Using the listing below, select the lines with the word "rough" and copy them.
◇ ◇ ◇ ◇ ◇ ◇ ◇
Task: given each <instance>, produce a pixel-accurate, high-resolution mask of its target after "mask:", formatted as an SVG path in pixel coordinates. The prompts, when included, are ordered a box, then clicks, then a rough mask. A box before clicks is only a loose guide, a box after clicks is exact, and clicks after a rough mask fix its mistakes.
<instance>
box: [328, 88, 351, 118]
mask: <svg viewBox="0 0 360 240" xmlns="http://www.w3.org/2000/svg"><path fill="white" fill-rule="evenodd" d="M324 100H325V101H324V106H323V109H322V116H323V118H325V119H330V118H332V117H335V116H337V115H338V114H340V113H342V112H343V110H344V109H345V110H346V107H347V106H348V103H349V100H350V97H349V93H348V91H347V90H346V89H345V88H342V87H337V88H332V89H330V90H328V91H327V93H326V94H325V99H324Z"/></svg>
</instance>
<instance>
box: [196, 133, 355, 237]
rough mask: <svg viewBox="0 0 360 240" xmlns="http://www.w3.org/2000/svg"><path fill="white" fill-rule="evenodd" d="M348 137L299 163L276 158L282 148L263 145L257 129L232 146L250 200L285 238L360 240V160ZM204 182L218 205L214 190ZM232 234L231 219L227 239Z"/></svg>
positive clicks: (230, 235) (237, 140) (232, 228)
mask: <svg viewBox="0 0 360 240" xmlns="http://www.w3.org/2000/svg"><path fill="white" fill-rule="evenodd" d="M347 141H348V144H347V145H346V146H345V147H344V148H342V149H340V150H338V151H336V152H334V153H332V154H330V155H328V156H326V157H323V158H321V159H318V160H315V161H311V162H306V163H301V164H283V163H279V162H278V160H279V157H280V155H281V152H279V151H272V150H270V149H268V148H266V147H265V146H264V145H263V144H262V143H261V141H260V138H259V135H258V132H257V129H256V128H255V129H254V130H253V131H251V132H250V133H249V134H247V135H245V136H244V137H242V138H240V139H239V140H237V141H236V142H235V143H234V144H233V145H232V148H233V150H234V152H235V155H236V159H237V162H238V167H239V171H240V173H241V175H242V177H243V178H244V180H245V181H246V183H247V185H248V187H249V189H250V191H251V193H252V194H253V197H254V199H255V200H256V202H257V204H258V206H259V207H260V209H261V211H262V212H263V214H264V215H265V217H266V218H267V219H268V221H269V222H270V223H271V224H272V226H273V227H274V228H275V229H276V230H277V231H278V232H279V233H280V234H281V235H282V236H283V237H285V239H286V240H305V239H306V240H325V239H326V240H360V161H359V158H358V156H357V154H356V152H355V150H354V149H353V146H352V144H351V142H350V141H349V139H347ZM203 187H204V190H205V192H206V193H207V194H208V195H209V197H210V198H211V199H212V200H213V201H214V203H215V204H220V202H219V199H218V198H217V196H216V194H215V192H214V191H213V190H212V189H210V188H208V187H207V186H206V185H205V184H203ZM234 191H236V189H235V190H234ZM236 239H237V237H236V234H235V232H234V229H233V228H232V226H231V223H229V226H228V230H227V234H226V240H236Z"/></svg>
◇ ◇ ◇ ◇ ◇ ◇ ◇
• [Answer to this exercise]
Task: given each <instance>, produce a pixel-accurate, high-resolution mask of its target after "mask:", formatted as an SVG path in pixel coordinates. The prompts, when included, are ordered a box, then clicks, then a rough mask. A box before clicks is only a loose guide, a box after clicks is exact, and clicks after a rough mask fix its mistakes.
rough mask: <svg viewBox="0 0 360 240" xmlns="http://www.w3.org/2000/svg"><path fill="white" fill-rule="evenodd" d="M348 137L299 163L276 158L282 148L263 145L257 129L232 146L250 200L285 238L360 240V160ZM204 182L218 205L214 190ZM232 234L231 219L227 239Z"/></svg>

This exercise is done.